Data to process —
---*---

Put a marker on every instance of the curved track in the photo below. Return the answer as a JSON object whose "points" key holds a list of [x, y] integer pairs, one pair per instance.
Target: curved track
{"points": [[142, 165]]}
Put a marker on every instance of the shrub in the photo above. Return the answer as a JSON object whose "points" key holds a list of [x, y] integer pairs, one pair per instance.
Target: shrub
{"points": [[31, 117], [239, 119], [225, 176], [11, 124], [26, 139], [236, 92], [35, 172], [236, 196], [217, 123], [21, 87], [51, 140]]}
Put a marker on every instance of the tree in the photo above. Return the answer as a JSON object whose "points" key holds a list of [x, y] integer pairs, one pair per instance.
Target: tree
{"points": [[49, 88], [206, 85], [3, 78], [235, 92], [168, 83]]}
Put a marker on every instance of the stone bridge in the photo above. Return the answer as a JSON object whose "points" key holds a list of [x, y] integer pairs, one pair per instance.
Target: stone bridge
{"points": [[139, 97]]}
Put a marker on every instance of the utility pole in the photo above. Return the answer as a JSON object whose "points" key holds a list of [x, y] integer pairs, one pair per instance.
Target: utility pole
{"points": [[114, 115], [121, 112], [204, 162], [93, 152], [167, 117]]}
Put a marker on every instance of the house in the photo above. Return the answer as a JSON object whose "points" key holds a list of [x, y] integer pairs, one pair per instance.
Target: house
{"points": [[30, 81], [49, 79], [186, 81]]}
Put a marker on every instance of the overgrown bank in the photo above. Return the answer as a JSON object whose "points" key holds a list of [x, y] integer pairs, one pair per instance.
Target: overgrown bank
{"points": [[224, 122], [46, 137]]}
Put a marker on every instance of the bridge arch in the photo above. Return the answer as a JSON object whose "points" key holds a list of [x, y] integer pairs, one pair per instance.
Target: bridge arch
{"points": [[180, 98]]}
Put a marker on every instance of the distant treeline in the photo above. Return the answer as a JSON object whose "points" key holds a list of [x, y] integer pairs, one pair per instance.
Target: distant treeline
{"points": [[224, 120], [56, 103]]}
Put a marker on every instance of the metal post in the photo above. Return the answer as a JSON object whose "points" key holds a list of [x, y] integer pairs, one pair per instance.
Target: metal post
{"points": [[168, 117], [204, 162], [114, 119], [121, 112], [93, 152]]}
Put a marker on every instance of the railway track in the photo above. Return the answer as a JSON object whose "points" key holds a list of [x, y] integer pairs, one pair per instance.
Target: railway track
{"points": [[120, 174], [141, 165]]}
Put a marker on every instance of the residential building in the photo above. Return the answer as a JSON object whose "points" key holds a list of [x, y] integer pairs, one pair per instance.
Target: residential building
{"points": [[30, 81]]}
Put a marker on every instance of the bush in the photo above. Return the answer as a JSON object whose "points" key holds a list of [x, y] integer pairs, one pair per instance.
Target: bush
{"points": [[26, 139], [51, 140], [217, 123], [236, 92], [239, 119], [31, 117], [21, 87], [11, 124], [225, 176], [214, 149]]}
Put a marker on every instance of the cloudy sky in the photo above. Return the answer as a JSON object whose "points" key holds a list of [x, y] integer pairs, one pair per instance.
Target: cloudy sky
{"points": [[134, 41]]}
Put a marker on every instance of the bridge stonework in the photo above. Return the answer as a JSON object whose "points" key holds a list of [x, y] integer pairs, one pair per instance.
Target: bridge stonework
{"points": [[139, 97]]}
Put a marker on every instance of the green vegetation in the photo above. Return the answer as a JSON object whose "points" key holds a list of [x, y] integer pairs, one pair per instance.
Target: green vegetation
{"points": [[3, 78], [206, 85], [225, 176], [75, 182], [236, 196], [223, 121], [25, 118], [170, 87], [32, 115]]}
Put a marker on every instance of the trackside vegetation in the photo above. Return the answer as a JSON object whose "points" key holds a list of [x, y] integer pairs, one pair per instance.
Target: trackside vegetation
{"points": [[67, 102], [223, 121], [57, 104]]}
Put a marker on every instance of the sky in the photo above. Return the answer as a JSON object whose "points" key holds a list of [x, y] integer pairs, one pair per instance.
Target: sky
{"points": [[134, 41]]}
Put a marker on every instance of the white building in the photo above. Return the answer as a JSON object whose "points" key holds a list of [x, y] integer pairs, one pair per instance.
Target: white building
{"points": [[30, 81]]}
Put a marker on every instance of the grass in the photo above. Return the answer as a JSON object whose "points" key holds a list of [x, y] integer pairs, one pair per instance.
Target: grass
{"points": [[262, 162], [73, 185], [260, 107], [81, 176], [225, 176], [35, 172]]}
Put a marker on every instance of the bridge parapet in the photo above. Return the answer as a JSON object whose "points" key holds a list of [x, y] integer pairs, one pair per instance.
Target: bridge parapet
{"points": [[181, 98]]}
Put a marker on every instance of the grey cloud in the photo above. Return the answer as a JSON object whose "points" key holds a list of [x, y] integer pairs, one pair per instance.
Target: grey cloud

---*---

Description of the task — Can you copy out every line of the listing, from the line with "Put a marker on every instance of the white" through the end of the listing, with 124 added to each x and y coordinate in the answers?

Correct answer —
Put a marker on every instance of the white building in the photo above. Return the answer as a JSON object whose "points" key holds a list of [x, y] integer pairs, one pair per instance.
Target: white building
{"points": [[154, 205]]}
Put a marker on every instance of the grass in the photo above. Return the answer as a JSON object whose "points" key holds a list of [x, y] integer pairs, one pair per instance.
Target: grass
{"points": [[386, 286], [197, 309], [384, 231], [205, 300], [349, 300], [159, 296]]}
Put a marker on every instance of the bridge parapet in the photo above. Return the answer as a JSON object whose "points" key holds a list of [x, y] integer pairs, one pair per instance.
Target: bridge parapet
{"points": [[305, 222]]}
Put a marker on every instance of the grey cloud in the photo above. Return the answer as a JSON object whose "points" key holds a list of [x, y] integer pairs, one pair per instance.
Target: grey cloud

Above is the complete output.